**Description of the task:**
Set down exactly the lines below between the line holding "Target: person standing on cliff edge" and the line holding "pin the dirt path", inclusive; no other line belongs in the answer.

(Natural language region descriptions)
- Opening Delimiter -

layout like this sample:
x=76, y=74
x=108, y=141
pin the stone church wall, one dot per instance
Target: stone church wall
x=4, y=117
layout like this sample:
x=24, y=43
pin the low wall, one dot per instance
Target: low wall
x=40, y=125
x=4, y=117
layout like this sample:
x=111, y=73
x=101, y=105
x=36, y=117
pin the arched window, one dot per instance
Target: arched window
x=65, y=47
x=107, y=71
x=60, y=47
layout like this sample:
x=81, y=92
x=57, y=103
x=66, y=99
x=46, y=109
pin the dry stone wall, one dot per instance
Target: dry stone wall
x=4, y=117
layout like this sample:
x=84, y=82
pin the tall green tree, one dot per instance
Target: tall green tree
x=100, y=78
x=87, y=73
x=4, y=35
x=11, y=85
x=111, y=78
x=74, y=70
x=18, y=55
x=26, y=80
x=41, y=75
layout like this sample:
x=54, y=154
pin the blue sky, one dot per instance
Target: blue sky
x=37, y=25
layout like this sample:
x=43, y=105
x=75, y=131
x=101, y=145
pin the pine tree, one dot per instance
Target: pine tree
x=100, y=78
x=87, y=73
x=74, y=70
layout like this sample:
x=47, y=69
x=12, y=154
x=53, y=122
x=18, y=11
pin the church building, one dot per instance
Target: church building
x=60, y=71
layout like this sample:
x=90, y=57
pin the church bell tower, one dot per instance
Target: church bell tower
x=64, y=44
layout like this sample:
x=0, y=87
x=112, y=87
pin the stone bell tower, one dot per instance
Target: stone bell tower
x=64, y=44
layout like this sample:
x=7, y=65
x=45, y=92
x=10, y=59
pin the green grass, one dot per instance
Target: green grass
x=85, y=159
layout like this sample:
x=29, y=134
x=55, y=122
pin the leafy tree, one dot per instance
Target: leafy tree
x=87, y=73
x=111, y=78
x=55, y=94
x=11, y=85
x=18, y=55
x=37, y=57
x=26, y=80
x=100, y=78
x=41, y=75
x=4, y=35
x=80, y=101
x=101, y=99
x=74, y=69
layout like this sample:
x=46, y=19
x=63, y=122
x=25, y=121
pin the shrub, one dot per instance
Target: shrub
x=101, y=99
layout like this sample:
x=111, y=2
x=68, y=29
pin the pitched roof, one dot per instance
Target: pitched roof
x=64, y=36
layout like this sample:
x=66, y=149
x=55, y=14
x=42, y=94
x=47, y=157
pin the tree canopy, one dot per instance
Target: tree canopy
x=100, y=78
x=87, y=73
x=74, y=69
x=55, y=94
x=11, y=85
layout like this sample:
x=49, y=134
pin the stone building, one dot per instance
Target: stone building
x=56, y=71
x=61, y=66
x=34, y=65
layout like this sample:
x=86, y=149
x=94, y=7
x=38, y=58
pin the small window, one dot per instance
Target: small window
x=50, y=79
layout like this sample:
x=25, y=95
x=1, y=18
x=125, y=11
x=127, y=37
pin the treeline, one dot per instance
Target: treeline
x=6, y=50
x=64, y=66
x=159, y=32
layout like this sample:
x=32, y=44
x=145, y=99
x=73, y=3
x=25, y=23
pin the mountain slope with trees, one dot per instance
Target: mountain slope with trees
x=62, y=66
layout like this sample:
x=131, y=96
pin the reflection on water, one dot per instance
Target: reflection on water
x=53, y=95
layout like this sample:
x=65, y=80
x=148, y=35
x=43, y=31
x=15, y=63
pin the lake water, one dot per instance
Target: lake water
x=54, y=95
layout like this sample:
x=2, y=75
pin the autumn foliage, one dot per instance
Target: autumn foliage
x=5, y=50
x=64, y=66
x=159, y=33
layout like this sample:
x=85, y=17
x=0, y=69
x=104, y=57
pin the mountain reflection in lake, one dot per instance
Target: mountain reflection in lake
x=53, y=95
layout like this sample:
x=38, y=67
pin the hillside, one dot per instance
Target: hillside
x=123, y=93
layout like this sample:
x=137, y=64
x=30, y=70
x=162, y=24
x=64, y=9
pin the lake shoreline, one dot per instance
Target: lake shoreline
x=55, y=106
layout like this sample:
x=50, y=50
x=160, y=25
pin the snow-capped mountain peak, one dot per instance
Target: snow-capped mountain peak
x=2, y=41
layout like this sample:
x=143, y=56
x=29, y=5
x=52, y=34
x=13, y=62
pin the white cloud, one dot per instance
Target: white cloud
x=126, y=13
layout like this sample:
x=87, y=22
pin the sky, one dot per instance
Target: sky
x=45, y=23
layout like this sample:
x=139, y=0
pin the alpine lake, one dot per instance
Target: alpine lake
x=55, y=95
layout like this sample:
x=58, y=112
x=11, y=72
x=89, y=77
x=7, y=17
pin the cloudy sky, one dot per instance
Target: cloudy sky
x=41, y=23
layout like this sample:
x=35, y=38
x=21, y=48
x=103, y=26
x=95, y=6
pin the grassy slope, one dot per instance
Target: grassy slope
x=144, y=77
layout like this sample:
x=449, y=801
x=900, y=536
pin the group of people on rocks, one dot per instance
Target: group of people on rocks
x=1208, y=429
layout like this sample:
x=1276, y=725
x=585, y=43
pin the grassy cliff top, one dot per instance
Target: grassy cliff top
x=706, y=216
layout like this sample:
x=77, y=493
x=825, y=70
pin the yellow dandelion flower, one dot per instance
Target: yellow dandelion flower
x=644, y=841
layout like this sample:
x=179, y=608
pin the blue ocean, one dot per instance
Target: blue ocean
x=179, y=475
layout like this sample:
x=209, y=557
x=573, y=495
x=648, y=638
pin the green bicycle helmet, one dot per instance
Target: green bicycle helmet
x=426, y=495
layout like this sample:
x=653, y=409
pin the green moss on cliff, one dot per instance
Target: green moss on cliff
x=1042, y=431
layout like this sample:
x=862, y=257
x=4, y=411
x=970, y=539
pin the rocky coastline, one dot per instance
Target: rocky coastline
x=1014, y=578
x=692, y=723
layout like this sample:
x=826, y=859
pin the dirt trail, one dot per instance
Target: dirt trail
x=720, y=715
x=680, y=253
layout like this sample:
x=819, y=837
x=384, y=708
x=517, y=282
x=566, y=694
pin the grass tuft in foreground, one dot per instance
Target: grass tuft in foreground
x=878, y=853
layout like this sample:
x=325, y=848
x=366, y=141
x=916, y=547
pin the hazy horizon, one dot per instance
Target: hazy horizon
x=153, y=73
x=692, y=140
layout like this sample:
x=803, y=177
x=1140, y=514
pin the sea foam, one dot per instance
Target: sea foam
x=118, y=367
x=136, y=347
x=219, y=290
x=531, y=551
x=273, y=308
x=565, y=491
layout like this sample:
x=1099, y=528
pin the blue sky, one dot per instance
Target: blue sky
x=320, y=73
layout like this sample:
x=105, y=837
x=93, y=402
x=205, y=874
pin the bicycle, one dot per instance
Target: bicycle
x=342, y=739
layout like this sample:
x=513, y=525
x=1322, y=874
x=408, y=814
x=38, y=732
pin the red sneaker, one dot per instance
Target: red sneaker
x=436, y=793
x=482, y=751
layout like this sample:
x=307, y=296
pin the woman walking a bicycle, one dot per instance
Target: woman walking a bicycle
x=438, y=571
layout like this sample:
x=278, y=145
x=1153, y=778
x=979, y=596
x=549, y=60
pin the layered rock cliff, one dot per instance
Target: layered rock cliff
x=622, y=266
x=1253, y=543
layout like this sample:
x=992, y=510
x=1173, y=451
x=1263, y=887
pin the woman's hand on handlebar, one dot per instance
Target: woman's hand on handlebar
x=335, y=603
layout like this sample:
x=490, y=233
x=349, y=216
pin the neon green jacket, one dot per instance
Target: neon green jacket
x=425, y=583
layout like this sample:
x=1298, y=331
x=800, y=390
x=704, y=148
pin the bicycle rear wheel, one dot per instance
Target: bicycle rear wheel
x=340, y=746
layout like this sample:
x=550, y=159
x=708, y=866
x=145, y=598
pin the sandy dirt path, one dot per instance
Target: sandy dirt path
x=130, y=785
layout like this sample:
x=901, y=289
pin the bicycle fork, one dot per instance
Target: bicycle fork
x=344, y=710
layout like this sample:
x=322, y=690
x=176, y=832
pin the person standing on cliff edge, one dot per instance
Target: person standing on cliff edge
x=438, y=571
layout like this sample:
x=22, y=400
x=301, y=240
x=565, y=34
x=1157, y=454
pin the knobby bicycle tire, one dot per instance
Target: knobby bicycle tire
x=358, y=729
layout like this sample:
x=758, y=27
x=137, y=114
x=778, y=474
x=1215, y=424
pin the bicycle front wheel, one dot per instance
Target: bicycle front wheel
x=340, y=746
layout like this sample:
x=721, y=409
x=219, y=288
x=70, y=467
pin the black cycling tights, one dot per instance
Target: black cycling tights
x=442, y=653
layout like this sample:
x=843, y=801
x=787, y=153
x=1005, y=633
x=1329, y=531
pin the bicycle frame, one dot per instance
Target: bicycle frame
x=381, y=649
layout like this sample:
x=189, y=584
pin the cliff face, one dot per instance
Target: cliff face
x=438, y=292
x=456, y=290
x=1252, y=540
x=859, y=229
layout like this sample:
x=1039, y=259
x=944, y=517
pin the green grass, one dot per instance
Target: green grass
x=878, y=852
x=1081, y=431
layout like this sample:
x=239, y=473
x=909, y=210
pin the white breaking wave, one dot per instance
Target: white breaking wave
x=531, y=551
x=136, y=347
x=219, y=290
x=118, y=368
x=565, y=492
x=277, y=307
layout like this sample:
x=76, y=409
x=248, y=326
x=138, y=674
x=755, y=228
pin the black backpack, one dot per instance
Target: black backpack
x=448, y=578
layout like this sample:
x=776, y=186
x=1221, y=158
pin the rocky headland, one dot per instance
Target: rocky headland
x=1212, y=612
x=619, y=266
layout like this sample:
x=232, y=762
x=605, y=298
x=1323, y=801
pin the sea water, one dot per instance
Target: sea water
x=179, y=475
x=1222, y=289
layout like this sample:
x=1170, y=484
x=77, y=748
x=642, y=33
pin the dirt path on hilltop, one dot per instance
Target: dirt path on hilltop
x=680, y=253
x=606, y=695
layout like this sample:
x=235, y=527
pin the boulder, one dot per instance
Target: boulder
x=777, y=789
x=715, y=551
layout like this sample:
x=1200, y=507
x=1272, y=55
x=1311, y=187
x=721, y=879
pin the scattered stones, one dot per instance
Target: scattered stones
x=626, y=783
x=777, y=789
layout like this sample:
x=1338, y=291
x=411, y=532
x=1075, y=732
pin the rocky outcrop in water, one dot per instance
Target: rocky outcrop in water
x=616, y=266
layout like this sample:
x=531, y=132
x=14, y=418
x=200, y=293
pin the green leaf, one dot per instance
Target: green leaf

- Closing Delimiter -

**Solution to the exercise:**
Target: person standing on cliff edge
x=438, y=571
layout like this sample:
x=22, y=400
x=301, y=240
x=565, y=34
x=1157, y=454
pin the knobby bicycle tire, one dot per instance
Target: knobby bicycle tire
x=358, y=729
layout like this sample:
x=758, y=27
x=137, y=114
x=778, y=474
x=1215, y=424
pin the bicycle front wheel, one dot per instance
Target: bicycle front wheel
x=340, y=746
layout like this sample:
x=721, y=409
x=219, y=288
x=70, y=467
pin the black cycling tights, one dot per instance
Target: black cycling tights
x=442, y=653
layout like this sample:
x=843, y=801
x=787, y=153
x=1005, y=633
x=1329, y=531
pin the bicycle frame, one dot per instance
Target: bicycle frame
x=381, y=649
layout like this sample:
x=189, y=584
pin the cliff face, one dot per instance
Target: cliff face
x=438, y=292
x=456, y=290
x=1252, y=540
x=859, y=229
layout like this sample:
x=1039, y=259
x=944, y=517
pin the green grass, one dot per instance
Target: green grass
x=878, y=852
x=1081, y=431
layout like this sample:
x=239, y=473
x=909, y=210
pin the white breaking wave, one dot per instance
Target: white breaking wave
x=531, y=551
x=136, y=347
x=219, y=290
x=118, y=368
x=565, y=492
x=277, y=307
layout like this sample:
x=76, y=409
x=248, y=326
x=138, y=674
x=755, y=228
pin the black backpack, one dot per instance
Target: black backpack
x=448, y=578
layout like this sample:
x=776, y=186
x=1221, y=158
pin the rocky headland, one dot per instance
Target: rocky headland
x=1212, y=612
x=619, y=266
layout like this sample:
x=232, y=762
x=605, y=298
x=1323, y=801
pin the sea water, one dot per instance
Target: sea water
x=179, y=475
x=1222, y=289
layout like this sample:
x=1170, y=484
x=77, y=748
x=642, y=33
pin the dirt path on hilltop, one dot per instance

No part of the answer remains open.